What to work on: How many of the lines below contain the string "post"? Case counts. Give only the number.

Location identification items
◆ ◆ ◆ ◆ ◆

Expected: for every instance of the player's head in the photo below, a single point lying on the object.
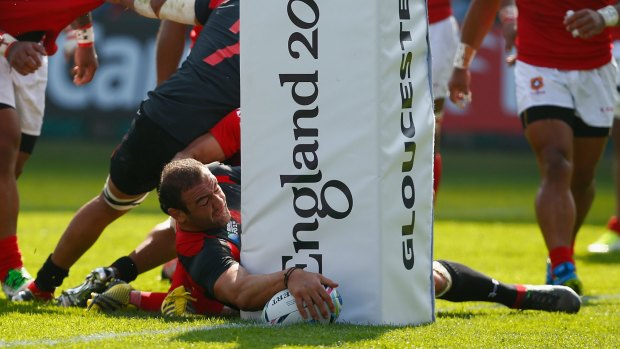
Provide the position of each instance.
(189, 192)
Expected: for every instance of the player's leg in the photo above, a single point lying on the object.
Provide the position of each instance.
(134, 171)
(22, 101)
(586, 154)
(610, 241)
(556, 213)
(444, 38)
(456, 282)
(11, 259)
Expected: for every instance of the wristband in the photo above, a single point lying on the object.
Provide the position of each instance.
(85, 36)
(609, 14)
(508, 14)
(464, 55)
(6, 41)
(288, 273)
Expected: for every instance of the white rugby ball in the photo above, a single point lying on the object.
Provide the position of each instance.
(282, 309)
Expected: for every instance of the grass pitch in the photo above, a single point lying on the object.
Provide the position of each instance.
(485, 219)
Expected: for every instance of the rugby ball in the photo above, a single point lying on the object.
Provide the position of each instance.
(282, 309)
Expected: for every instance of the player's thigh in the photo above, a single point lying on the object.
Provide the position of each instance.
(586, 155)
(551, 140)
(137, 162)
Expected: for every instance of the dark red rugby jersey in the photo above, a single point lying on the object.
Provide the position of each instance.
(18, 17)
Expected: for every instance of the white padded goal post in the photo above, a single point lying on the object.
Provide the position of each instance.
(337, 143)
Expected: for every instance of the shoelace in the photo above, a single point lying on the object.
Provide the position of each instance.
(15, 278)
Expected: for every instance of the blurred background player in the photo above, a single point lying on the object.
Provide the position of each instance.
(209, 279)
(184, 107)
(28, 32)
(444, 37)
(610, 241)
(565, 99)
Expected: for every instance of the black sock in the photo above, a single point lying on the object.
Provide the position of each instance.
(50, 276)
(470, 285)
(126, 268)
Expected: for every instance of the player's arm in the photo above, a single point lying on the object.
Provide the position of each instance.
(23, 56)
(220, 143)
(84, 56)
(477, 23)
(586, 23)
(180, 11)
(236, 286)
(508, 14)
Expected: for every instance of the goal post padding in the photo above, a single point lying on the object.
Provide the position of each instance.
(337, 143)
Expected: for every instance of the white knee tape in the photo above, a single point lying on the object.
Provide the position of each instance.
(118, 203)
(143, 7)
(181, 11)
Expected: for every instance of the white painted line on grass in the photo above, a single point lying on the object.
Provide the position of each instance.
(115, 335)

◆ ◆ ◆ ◆ ◆

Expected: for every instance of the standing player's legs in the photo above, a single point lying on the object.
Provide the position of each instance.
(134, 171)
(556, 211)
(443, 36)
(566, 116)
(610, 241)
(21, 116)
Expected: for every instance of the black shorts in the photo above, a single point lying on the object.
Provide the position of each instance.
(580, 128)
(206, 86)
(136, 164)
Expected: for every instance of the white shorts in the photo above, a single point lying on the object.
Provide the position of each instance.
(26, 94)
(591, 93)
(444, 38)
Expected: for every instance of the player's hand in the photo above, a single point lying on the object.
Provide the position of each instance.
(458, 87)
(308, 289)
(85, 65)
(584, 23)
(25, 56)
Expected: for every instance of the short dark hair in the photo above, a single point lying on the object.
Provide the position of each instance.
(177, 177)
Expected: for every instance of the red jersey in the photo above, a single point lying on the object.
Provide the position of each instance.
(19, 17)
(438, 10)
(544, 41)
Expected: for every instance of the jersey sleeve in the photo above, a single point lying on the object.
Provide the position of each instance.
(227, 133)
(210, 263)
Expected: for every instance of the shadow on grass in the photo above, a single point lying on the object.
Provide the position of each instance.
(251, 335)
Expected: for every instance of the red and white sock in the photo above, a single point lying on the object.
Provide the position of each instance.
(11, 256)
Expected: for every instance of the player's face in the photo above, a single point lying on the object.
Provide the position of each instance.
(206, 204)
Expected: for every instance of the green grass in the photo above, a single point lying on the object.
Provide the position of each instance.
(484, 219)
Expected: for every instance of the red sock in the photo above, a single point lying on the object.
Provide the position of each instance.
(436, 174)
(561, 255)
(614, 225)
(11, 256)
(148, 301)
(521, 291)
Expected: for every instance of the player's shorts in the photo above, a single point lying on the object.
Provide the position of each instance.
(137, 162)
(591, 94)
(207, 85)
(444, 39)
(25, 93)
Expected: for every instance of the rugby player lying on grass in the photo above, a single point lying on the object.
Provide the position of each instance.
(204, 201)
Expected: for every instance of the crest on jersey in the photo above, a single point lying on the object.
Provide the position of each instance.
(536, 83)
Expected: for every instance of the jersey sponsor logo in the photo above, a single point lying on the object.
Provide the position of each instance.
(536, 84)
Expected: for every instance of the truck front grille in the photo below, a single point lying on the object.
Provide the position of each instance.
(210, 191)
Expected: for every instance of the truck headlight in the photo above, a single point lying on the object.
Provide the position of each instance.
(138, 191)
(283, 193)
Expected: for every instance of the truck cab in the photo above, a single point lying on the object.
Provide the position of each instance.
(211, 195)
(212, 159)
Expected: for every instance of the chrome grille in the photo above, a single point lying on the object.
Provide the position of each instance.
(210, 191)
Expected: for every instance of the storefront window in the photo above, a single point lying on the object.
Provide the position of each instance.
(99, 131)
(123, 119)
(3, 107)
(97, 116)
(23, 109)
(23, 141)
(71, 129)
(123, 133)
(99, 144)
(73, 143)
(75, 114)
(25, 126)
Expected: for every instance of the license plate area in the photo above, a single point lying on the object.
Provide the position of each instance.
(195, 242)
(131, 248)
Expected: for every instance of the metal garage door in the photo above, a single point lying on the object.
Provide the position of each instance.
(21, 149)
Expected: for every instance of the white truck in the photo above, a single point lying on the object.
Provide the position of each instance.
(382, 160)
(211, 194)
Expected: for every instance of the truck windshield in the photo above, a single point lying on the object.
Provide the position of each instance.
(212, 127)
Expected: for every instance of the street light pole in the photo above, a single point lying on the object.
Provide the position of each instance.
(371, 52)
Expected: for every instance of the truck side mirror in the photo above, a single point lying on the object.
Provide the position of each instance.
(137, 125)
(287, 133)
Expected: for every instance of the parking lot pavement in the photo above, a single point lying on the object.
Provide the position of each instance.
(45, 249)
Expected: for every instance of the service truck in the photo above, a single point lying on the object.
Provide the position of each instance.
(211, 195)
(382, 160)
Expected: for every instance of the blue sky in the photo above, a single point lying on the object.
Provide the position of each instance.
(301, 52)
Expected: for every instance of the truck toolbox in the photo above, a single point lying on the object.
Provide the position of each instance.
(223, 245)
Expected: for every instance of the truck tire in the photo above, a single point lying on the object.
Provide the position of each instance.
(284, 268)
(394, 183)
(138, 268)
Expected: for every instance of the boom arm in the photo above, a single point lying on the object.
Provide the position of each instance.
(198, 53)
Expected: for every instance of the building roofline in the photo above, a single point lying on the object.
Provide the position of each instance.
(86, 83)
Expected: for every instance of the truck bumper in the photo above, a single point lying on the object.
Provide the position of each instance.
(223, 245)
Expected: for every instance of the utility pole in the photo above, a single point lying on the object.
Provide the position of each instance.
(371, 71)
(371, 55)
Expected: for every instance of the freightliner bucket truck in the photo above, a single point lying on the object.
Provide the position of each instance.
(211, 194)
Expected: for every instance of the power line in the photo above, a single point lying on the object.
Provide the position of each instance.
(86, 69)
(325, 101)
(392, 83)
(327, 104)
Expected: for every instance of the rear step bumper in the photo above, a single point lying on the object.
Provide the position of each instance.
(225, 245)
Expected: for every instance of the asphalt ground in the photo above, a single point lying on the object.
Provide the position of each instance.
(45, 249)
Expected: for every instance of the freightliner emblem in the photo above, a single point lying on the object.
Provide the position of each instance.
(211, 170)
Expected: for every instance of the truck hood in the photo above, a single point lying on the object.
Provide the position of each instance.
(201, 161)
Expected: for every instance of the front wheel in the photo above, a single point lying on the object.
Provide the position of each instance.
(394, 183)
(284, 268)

◆ ◆ ◆ ◆ ◆

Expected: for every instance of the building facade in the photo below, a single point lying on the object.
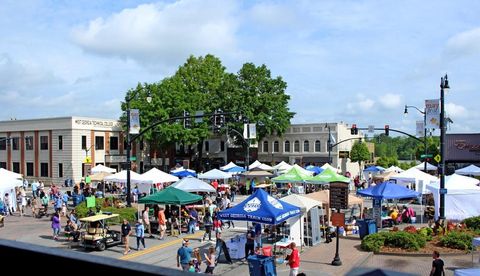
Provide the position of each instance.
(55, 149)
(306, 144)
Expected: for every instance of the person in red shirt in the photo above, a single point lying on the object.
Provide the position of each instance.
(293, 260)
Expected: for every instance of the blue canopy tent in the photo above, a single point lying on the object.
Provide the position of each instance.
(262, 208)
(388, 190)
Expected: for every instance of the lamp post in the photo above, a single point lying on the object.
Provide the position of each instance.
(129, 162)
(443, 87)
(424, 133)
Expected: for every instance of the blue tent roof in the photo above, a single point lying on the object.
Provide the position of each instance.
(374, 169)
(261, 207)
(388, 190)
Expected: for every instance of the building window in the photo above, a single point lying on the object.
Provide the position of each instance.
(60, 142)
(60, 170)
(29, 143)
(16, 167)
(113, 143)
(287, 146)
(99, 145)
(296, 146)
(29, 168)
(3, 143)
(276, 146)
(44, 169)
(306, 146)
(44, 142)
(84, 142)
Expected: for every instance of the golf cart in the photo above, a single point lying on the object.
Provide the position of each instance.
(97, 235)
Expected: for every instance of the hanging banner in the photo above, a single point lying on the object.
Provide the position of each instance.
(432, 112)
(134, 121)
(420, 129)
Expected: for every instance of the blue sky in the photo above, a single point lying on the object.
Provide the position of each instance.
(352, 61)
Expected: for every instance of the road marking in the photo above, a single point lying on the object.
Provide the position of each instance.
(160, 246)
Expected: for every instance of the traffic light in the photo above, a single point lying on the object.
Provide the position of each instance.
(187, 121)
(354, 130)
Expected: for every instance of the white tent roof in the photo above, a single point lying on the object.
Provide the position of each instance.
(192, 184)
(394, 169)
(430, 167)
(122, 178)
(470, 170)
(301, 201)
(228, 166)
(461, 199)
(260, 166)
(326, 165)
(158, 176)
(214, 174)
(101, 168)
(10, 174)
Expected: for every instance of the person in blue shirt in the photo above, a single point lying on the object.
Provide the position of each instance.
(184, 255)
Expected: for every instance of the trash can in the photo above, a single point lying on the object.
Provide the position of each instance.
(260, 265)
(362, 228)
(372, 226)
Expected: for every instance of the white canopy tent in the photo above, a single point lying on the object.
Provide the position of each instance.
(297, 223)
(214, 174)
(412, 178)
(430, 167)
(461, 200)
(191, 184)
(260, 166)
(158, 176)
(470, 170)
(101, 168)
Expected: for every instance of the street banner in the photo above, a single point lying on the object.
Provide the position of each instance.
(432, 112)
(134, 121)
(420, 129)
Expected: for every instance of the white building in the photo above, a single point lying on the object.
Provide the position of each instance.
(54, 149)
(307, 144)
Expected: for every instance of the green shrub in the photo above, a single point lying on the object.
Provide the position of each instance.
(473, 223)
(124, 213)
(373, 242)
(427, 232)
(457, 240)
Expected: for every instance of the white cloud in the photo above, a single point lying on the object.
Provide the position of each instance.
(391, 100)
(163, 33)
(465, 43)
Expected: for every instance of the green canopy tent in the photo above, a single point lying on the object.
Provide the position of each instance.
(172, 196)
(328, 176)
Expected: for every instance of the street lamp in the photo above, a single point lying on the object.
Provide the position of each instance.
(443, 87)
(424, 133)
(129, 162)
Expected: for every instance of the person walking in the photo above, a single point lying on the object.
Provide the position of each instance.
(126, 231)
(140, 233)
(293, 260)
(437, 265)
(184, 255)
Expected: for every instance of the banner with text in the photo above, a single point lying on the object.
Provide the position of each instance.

◆ ◆ ◆ ◆ ◆

The completed task: 3